▸ **Brano citato**:
>>>

02/12/2025
Ruolo del contesto...
Una domanda che in terapia ritorna spesso è questa: quanto contano il contesto in cui siamo cresciuti e quanto invece contano le nostre caratteristiche personali?
È una domanda importante, perché molte persone arrivano pensando che tutto ciò che oggi fa male e fa soffrire sia “colpa loro”.
Altre, invece, arrivano convinte che sia “tutta colpa della famiglia”, della storia personale o comunque di qualcosa che viene da fuori.
La verità è che le cose sono più complesse… ma proprio per questo più chiare da comprendere quando iniziamo a guardarle nel modo giusto.
Non siamo né totalmente vittime del contesto, né completamente liberi da ciò che abbiamo vissuto.
Siamo il risultato di un concorso di responsabilità tra ambiente, predisposizioni, storia personale e risorse interne.
Fin dai primissimi anni di vita, infatti, il nostro cervello registra tutto. Prima ancora di capire il significato delle cose, ne assorbiamo l’impatto.
La scienza ce lo spiega chiaramente, la plasticità cerebrale infantile è altissima.
Questo significa che le esperienze ricorrenti, positive o negative, modellano i circuiti emotivi, cognitivi e relazionali.
Impariamo attraverso l’osservazione, l’imitazione e il modellamento.
Non scegliamo cosa assorbire: lo assorbiamo e basta. Se cresciamo in una famiglia dove la dipendenza è “normale”, fatichiamo a vedere la disfunzione. Se viviamo relazioni caotiche, quelle modalità diventano per noi familiari. Se le emozioni non vengono riconosciute o regolate, impariamo a viverle come possiamo.
Tutto questo non determina il nostro destino, ma influenza profondamente il nostro modo di funzionare.
Allo stesso tempo, ognuno di noi nasce con un temperamento, più sensibile, più impulsivo, più resistente o più vulnerabile.
Queste predisposizioni biologiche spiegano perché due persone, cresciute nello stesso ambiente, possano sviluppare reazioni molto diverse.
Un bambino più sensibile assorbirà di più. Uno più impulsivo potrà essere più esposto a certi rischi. Uno più regolato potrà reagire in modo più stabile.

<<<

▸ **Dati forniti**:

>>>

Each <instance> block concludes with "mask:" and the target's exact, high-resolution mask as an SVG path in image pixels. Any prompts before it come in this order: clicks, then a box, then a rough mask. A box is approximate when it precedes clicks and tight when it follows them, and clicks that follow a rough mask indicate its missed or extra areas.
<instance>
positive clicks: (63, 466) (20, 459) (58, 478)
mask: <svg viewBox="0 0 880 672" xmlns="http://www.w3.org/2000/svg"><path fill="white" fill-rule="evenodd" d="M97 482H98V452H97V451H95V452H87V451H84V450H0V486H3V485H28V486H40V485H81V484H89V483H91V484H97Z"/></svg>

<<<
>>>

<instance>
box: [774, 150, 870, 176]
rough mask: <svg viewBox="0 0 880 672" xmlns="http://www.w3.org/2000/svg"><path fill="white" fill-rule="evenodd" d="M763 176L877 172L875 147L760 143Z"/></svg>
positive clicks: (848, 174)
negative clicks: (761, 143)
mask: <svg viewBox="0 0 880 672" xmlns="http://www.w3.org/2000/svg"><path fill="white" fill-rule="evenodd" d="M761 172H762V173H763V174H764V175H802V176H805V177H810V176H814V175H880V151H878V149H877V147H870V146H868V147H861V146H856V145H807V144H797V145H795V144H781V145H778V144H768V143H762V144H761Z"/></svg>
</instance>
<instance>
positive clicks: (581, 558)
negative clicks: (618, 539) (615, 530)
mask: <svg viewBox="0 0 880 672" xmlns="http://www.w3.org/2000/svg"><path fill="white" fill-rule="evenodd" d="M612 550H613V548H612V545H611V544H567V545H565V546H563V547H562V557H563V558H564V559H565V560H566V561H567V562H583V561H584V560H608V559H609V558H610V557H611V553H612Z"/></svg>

<<<

▸ **Da fare**: Secondo il brano sul ruolo del contesto, attraverso quali tre modalità impariamo? Le voci costituiscono materiale a sé, distinto dal brano.

▸ **Risposta**: Attraverso l'osservazione, l'imitazione e il modellamento.